WORKING DATA -

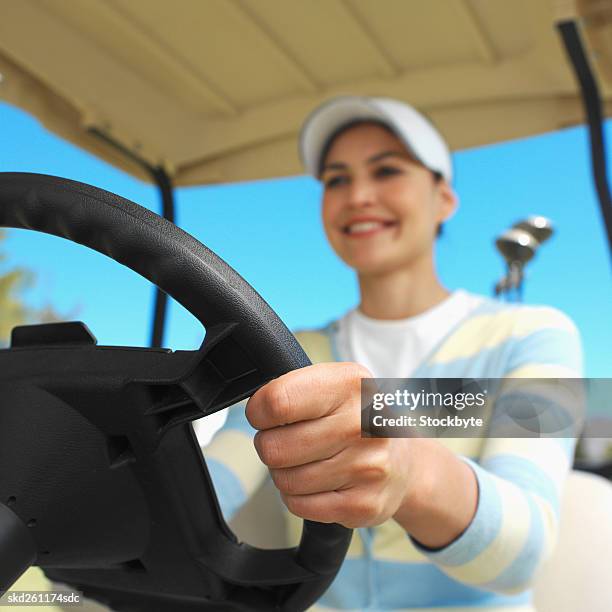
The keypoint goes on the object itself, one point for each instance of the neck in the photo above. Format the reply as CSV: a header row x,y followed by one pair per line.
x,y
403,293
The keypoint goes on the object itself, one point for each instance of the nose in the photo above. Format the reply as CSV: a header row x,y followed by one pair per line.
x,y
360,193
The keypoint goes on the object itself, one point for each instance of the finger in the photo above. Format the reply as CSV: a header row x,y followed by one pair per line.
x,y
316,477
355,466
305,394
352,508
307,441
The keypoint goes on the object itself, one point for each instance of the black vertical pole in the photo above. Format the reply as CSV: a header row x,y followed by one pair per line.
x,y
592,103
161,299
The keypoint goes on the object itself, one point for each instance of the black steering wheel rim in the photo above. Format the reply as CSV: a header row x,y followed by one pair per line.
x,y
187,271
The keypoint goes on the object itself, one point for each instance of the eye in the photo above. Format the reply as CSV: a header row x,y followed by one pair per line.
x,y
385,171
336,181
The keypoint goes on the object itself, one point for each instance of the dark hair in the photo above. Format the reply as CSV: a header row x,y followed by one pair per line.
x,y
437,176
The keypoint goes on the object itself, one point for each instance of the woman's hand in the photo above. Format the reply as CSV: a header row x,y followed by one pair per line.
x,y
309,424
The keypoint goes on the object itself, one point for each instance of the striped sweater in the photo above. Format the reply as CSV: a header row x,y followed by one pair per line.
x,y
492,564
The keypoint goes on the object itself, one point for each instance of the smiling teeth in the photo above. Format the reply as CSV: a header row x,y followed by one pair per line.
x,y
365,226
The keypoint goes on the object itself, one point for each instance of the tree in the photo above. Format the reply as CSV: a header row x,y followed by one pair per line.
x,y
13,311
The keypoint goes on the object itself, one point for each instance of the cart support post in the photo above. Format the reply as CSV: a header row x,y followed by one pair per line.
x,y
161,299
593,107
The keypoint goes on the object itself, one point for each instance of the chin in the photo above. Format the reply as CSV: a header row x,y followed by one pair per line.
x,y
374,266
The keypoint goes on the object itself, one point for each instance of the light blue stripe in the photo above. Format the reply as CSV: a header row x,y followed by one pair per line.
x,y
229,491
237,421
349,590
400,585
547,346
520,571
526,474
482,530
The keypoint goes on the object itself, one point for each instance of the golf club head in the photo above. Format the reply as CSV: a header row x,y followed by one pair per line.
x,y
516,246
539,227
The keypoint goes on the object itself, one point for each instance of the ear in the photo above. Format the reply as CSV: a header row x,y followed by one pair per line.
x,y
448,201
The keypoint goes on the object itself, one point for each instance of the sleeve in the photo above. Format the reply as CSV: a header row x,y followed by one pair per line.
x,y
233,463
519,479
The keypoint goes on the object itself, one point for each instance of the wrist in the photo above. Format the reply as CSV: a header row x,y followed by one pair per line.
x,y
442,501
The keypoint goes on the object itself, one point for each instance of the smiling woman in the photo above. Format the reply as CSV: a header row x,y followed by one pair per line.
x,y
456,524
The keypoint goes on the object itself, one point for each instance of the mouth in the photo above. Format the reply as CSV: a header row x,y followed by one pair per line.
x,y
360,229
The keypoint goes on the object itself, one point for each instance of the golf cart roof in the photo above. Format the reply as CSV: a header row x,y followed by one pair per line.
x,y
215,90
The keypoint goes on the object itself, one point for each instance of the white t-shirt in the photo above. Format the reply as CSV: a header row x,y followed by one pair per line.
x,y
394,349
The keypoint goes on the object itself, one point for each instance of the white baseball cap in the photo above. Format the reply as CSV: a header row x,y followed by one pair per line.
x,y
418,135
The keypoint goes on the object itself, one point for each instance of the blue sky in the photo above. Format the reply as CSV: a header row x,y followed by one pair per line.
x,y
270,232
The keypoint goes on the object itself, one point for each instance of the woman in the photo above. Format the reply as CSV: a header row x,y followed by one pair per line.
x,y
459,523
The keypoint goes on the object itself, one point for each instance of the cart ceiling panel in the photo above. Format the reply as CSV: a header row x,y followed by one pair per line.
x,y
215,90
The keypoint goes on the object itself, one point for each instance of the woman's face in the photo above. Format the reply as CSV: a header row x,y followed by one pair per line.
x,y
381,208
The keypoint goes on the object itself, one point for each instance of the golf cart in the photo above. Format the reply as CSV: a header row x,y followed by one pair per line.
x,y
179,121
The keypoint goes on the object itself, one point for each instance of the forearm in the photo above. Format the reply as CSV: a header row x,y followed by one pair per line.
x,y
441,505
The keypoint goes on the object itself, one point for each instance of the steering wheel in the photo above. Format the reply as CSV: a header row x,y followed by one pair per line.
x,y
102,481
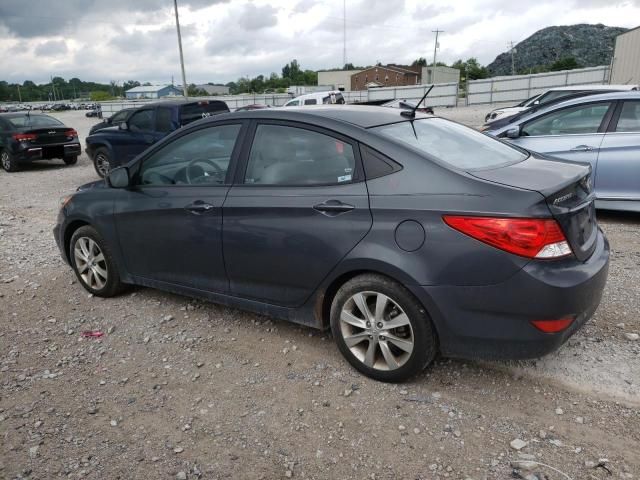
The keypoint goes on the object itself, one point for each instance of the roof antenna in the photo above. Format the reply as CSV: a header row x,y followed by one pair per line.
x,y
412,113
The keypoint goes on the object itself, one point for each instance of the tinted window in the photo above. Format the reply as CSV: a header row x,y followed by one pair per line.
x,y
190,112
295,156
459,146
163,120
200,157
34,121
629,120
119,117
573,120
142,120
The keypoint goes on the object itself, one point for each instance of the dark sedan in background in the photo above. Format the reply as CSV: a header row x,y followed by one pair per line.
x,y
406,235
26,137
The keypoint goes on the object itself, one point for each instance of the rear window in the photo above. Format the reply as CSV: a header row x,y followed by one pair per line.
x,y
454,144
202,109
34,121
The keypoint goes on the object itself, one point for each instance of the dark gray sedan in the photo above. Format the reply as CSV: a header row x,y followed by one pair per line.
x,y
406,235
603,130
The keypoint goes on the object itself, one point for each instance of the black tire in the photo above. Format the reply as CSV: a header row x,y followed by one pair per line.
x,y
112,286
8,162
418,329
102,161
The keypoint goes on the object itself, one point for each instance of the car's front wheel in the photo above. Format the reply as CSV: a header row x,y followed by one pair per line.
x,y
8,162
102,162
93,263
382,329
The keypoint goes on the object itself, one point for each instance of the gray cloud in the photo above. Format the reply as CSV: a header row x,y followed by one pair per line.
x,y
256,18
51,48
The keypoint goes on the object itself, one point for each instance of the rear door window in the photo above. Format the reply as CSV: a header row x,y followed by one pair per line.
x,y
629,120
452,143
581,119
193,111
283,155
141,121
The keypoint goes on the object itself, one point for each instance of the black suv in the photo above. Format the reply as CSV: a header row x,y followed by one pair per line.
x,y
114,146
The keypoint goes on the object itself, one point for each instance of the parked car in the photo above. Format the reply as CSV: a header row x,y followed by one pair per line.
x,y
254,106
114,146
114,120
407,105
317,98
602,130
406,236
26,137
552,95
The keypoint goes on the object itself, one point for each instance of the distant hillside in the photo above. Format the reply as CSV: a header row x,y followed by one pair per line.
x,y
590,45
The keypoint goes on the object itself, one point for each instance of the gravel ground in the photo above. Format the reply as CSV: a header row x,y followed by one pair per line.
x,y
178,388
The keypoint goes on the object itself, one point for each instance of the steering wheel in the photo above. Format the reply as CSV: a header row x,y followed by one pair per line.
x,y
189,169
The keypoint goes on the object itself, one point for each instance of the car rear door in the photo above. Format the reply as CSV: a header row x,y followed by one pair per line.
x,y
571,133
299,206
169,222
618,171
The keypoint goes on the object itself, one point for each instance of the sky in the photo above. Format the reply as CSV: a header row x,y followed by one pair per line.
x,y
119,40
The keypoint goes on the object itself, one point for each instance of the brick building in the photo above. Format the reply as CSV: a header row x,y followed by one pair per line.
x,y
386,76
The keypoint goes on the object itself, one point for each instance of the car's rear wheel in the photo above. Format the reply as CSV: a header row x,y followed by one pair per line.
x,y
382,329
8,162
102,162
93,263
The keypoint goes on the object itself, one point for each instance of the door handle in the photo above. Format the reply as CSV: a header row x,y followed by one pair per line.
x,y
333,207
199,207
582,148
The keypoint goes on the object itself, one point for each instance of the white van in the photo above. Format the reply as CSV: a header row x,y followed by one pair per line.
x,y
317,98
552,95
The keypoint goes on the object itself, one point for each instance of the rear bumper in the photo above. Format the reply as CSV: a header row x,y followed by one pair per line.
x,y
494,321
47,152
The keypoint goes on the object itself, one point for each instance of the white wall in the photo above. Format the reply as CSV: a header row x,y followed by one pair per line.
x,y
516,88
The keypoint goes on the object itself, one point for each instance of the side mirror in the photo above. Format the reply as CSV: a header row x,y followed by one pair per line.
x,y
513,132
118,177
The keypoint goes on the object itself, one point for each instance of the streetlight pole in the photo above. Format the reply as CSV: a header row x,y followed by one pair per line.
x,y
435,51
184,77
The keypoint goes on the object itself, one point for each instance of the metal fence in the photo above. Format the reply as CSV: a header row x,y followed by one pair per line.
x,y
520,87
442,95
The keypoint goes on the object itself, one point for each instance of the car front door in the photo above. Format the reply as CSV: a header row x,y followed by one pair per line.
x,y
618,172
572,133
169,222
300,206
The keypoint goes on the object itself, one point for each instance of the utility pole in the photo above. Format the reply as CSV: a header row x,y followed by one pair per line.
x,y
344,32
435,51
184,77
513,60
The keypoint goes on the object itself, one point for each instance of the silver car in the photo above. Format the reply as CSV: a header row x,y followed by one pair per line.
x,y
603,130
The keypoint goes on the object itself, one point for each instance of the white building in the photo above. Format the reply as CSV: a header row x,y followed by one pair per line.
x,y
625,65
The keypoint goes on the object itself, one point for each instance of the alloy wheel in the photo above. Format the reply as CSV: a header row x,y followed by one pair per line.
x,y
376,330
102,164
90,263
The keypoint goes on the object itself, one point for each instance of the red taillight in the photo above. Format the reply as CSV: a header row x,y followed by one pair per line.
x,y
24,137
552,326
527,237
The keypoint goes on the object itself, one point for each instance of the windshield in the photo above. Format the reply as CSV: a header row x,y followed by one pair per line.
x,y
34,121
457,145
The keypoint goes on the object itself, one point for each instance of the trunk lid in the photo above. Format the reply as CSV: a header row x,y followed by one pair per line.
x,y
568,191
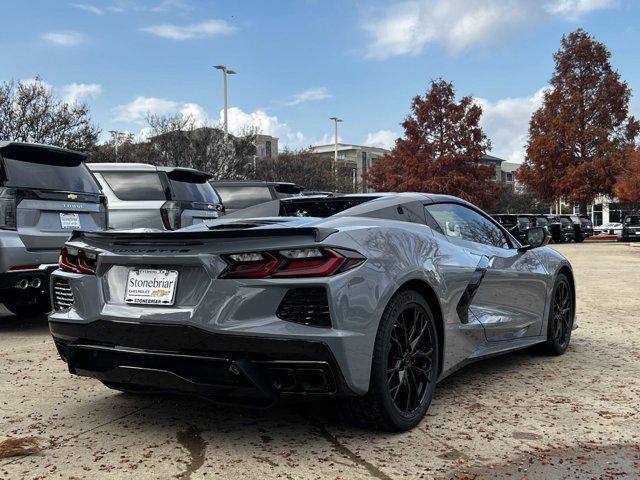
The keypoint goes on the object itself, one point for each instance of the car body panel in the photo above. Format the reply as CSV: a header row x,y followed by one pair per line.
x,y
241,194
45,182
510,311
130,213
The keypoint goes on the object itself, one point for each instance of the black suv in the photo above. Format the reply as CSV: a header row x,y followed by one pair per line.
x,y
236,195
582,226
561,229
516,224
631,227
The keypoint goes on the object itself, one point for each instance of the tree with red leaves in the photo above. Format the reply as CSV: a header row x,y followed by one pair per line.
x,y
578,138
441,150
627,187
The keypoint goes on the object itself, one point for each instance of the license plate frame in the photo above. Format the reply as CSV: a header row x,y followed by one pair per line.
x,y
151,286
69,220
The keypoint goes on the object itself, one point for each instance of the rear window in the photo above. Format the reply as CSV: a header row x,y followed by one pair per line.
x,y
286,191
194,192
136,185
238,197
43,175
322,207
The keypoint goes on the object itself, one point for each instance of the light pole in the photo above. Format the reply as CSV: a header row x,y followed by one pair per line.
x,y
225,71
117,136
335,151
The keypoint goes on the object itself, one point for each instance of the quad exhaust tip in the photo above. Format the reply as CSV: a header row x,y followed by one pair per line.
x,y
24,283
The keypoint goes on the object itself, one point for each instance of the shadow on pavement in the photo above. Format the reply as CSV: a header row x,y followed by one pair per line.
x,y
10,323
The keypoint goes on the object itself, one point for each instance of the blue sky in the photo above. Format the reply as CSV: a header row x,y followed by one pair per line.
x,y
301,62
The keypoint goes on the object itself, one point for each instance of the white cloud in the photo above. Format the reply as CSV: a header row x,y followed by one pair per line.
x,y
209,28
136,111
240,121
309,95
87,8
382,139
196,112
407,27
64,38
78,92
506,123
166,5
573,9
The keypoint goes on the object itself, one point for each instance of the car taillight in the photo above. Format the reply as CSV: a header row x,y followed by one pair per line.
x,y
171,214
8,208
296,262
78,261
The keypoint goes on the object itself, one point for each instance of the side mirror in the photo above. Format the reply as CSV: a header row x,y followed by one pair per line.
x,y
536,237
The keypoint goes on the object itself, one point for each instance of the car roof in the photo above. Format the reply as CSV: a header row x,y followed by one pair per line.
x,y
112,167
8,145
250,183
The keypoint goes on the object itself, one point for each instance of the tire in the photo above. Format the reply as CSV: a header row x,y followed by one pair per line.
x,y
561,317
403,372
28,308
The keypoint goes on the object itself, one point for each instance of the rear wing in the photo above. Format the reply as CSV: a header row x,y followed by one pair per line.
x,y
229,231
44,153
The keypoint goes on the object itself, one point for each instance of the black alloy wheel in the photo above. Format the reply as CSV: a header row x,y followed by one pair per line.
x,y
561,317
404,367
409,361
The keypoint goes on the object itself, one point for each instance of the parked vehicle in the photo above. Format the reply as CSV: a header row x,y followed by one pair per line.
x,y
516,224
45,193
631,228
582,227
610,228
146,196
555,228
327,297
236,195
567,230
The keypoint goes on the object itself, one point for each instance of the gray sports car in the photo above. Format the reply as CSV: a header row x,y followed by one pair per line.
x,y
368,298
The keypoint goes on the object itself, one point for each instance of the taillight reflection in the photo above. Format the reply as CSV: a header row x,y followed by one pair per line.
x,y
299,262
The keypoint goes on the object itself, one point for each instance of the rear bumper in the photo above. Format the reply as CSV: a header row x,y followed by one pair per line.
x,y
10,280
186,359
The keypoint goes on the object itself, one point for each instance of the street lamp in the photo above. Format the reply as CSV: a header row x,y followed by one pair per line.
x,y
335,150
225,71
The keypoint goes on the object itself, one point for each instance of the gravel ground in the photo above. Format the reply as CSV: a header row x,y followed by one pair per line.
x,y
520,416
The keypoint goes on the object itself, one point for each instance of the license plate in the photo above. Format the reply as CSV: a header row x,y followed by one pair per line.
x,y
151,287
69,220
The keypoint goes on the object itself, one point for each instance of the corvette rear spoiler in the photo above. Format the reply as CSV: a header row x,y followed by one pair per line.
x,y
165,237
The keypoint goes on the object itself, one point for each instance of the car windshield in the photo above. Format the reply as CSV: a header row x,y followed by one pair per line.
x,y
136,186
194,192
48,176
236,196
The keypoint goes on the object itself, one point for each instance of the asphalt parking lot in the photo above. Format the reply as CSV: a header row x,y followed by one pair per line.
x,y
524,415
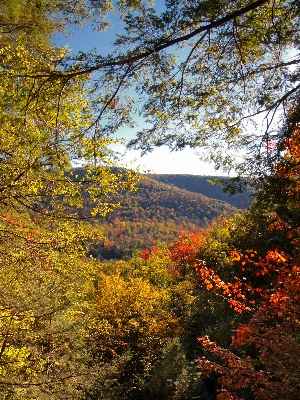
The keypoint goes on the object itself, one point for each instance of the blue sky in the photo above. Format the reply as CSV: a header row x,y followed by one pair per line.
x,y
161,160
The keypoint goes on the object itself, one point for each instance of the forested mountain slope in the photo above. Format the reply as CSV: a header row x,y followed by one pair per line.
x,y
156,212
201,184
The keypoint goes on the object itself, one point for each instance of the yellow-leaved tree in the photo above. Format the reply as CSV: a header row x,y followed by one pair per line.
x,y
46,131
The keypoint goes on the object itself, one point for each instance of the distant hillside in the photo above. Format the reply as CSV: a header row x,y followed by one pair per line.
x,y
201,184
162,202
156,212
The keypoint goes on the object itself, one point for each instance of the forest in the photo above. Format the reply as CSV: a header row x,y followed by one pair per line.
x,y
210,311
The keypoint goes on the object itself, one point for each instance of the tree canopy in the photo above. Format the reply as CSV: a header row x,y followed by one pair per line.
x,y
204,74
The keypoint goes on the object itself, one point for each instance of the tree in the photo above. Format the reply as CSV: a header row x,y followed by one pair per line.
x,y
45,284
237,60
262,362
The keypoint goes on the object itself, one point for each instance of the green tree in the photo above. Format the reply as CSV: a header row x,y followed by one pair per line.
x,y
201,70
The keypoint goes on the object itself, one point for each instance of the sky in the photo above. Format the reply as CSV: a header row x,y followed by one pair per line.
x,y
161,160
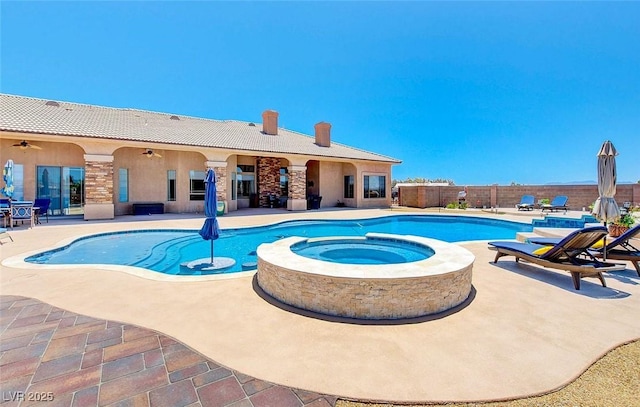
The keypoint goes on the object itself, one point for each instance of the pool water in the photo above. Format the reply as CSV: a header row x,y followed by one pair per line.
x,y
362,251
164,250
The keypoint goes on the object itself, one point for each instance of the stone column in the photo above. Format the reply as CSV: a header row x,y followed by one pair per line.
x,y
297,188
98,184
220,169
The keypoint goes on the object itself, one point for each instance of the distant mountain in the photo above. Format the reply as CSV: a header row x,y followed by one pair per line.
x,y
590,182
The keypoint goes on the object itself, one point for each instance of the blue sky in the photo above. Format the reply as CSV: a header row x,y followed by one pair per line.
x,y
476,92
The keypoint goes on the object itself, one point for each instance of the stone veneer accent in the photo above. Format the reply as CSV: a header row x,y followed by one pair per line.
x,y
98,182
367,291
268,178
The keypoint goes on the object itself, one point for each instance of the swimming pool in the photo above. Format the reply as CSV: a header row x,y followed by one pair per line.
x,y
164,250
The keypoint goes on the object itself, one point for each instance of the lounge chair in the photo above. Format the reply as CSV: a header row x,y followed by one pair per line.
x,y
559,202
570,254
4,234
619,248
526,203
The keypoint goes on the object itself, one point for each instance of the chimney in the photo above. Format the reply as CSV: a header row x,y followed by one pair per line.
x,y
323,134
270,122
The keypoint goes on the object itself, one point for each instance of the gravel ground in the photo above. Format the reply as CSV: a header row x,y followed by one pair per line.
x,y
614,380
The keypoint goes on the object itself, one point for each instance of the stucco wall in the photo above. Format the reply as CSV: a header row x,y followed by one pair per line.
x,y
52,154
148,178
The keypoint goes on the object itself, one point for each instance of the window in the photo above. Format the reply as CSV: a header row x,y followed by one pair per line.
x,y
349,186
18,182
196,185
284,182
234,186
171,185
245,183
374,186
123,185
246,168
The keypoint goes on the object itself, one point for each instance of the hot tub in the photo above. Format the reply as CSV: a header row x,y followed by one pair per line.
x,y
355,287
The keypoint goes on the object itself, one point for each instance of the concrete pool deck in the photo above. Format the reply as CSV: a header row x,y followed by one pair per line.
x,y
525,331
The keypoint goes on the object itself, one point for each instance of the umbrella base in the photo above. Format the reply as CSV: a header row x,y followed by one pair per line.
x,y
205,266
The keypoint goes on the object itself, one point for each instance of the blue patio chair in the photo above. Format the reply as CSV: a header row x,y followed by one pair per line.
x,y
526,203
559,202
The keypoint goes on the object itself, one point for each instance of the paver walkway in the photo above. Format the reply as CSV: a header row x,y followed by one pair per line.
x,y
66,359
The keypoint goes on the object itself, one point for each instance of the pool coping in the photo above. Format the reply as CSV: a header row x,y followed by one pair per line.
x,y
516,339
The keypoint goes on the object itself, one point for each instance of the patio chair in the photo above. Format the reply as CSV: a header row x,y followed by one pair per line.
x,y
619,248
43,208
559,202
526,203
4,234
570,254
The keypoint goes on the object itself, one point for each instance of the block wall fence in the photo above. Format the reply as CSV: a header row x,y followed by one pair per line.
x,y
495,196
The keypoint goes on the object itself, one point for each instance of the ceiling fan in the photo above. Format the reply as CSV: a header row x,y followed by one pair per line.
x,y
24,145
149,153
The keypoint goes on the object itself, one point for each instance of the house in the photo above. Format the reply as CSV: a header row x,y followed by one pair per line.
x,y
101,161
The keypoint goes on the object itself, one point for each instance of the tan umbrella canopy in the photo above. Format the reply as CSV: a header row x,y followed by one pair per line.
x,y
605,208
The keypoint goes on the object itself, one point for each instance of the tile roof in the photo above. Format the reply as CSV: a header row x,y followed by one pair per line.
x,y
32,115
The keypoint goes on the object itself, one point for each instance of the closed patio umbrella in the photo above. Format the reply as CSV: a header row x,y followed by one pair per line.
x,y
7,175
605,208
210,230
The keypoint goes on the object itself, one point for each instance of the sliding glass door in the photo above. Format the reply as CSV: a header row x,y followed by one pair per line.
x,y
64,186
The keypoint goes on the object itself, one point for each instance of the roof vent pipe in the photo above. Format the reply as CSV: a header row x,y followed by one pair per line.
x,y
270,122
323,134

SHORT PROBLEM -
Every line from the one containing "of the block" through the end of the data must be repeated exactly, and no other line.

EXERCISE OUTPUT -
The keypoint goes on the object itself, one point for each instance of the block wall fence in the photo above. Format the reply as CSV: a header row x,y followed by one pair per line.
x,y
495,196
The keypoint goes on the object itself, one point for each instance of the ceiling fan in the photo above. Format the reply as CSV: a header row x,y followed by one pair per line.
x,y
24,145
149,153
The keypoint goes on the object itself, one point for each instance of the house in the photo above. Format the reply as CSV: a header row x,y followed by one pair per line.
x,y
101,161
The keypoint goes on the object itself, one point for each instance of the tan umbrella canopy in the photo above. Format the reply as CSV: a header row x,y followed by one pair per line.
x,y
605,208
The keypoint goes on the object itself, one point for each instance of the tile roof in the photo above. Format the reply as CSV: a header row x,y followed by one pair per line.
x,y
32,115
The keypoint goes on the object itself, one point for each instance of the closed patio umbrella in the photo above. Format the reply as CSV: a header row x,y followed by one pair per line.
x,y
7,175
605,208
210,230
The keypoint goes on the object itself, one point for each instance of the sliding glass door in the photo above. Format the reply as CSV: a header row x,y followed by one pair per line.
x,y
64,186
The keypoint goes on the object itself, one point for each instance of the roof vent pipe in the photo above. Format the reply as CSV: a header row x,y followed by one pair per line.
x,y
270,122
323,134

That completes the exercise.